§ **GIVEN REQUEST**
Copy out the listing below with "foliage" changed to "leaves" and nothing else altered.

§ **SUPPLIED RECORDS**
------------------------------------
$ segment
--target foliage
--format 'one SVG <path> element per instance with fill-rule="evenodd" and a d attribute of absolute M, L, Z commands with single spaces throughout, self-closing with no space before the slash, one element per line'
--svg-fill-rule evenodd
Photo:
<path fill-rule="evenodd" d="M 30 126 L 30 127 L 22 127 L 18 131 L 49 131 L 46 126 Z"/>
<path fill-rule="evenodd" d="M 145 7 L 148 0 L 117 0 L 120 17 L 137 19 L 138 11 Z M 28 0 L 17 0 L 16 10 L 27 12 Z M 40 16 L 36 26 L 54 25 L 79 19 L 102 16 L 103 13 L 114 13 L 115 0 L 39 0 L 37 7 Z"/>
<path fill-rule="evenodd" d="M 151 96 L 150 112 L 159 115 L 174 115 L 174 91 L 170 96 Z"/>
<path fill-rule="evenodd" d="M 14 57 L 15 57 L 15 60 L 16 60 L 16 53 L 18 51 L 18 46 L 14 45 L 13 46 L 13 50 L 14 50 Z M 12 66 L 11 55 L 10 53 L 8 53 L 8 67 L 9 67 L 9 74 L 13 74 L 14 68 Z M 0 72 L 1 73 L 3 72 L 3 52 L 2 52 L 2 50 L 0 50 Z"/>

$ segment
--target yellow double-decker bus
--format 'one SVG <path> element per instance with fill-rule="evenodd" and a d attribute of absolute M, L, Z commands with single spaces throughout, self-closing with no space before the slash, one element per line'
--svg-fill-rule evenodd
------------------------------------
§ **THE SOLUTION**
$ segment
--target leaves
--format 'one SVG <path> element per instance with fill-rule="evenodd" and a d attribute of absolute M, L, Z commands with single spaces throughout, self-closing with no space before the slash, one element per line'
--svg-fill-rule evenodd
Photo:
<path fill-rule="evenodd" d="M 30 126 L 30 127 L 22 127 L 18 131 L 49 131 L 46 126 Z"/>
<path fill-rule="evenodd" d="M 145 7 L 148 0 L 117 0 L 120 17 L 137 19 L 138 11 Z M 28 0 L 17 0 L 16 10 L 27 12 Z M 40 16 L 36 26 L 54 25 L 79 19 L 102 16 L 103 13 L 114 13 L 115 0 L 39 0 L 37 7 Z"/>
<path fill-rule="evenodd" d="M 151 96 L 150 112 L 159 115 L 174 115 L 174 91 L 170 96 Z"/>
<path fill-rule="evenodd" d="M 14 57 L 15 57 L 15 60 L 16 60 L 16 53 L 18 51 L 18 46 L 14 45 L 13 46 L 13 50 L 14 50 Z M 12 66 L 11 55 L 10 53 L 8 53 L 8 67 L 9 67 L 9 74 L 13 74 L 14 68 Z M 0 72 L 1 73 L 3 72 L 3 52 L 2 52 L 2 50 L 0 50 Z"/>

$ segment
--target yellow double-decker bus
--format 'one SVG <path> element per instance with fill-rule="evenodd" and a d attribute of absolute M, L, Z commands with single spaces throughout, self-closing with no space before the slash, one element per line'
--svg-fill-rule evenodd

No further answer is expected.